** start EXERCISE DATA **

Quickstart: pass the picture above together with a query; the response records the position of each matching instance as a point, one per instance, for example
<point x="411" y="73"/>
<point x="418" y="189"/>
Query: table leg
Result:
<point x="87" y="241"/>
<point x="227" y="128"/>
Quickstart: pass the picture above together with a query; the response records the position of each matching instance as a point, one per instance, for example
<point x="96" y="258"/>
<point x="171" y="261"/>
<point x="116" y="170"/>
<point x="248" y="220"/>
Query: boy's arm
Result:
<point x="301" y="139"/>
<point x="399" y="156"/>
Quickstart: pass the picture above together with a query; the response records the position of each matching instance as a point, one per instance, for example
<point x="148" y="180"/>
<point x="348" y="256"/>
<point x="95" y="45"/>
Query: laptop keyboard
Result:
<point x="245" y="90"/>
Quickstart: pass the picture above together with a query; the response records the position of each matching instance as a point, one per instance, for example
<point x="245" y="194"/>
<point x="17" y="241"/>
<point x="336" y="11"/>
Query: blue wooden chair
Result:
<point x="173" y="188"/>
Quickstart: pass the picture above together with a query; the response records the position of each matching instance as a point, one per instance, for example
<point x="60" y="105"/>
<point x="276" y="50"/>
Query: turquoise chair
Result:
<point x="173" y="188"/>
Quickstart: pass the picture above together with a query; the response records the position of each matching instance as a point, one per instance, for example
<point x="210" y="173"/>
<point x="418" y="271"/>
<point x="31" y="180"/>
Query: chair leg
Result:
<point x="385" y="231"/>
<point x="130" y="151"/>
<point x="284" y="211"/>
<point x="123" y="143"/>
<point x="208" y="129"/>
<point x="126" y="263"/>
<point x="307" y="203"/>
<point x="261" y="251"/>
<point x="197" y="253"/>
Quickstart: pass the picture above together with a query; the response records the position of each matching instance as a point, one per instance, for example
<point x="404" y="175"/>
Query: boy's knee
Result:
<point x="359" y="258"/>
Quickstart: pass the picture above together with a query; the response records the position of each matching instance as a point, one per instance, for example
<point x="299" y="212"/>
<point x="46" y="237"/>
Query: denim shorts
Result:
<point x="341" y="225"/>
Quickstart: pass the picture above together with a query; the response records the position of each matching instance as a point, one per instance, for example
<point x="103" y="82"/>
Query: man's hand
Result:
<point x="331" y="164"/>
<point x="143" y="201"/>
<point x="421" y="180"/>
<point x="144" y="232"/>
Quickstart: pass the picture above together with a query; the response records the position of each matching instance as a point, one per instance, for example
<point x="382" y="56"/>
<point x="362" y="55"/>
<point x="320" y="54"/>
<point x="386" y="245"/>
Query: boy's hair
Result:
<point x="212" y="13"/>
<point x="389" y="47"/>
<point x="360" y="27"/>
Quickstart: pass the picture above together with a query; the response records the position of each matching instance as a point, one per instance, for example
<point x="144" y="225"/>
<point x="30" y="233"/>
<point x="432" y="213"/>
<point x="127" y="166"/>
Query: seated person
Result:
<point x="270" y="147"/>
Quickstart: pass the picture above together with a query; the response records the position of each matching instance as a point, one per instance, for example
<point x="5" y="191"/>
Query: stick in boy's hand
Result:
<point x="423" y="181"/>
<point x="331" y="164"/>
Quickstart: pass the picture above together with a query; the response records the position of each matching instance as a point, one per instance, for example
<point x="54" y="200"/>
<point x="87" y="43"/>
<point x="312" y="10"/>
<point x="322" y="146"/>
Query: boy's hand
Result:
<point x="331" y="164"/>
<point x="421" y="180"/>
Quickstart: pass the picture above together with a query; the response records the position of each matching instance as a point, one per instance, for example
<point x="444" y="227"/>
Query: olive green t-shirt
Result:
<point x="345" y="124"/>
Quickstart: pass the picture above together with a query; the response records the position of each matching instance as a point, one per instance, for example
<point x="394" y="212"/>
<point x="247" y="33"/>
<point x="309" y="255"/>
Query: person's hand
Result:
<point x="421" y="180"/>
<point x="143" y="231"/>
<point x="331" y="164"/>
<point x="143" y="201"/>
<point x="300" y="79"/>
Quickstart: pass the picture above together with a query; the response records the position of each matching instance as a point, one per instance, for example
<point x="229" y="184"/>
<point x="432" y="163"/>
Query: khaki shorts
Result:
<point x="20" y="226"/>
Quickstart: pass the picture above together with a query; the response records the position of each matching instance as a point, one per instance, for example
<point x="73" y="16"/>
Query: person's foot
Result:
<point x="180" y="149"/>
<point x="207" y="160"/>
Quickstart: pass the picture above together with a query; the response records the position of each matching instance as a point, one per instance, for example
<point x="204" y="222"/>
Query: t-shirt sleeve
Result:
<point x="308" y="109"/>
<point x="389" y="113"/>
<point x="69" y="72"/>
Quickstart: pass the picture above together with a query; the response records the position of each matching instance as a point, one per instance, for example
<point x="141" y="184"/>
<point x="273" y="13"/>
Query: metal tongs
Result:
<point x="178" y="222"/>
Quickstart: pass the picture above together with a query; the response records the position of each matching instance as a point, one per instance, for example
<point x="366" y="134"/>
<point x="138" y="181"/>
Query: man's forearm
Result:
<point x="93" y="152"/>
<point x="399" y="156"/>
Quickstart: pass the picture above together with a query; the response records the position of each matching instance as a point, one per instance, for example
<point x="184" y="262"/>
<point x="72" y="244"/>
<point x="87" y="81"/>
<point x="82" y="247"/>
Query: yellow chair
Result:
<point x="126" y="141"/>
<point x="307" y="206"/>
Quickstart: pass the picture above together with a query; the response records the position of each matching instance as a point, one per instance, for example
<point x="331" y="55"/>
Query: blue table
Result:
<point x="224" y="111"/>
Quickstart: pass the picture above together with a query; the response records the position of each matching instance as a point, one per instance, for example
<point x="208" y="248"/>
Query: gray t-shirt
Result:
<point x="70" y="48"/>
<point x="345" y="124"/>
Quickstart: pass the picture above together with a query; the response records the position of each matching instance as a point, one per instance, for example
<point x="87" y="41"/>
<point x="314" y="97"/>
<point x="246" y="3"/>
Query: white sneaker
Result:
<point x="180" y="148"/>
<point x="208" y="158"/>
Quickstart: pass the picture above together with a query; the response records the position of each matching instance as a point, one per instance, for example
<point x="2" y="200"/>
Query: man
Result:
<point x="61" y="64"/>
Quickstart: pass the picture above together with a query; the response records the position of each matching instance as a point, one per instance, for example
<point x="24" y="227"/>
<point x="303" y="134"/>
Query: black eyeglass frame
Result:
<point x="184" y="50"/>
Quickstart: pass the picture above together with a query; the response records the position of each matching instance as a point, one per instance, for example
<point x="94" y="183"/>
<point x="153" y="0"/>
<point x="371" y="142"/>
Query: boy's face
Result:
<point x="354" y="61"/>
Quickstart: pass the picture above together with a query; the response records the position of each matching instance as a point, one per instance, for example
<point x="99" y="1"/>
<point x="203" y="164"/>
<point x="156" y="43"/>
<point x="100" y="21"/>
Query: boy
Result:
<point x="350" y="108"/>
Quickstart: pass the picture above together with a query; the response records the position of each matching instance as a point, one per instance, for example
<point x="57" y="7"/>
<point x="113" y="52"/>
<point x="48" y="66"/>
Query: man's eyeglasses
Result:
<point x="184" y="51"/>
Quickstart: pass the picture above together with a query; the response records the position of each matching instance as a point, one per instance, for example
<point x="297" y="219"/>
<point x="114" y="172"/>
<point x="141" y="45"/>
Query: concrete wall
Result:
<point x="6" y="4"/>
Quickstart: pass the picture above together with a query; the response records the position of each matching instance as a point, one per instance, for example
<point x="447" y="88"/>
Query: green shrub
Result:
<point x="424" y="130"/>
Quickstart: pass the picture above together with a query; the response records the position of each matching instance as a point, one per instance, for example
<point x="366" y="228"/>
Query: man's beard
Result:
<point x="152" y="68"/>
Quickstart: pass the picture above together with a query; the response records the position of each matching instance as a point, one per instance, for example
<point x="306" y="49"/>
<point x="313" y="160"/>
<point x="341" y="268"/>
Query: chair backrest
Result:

** end EXERCISE DATA **

Find every line in the records above that contains the word "shirt", and copy each of those lines.

ANSWER TO THE PROBLEM:
Query: olive green t-shirt
Query: t-shirt sleeve
Query: gray t-shirt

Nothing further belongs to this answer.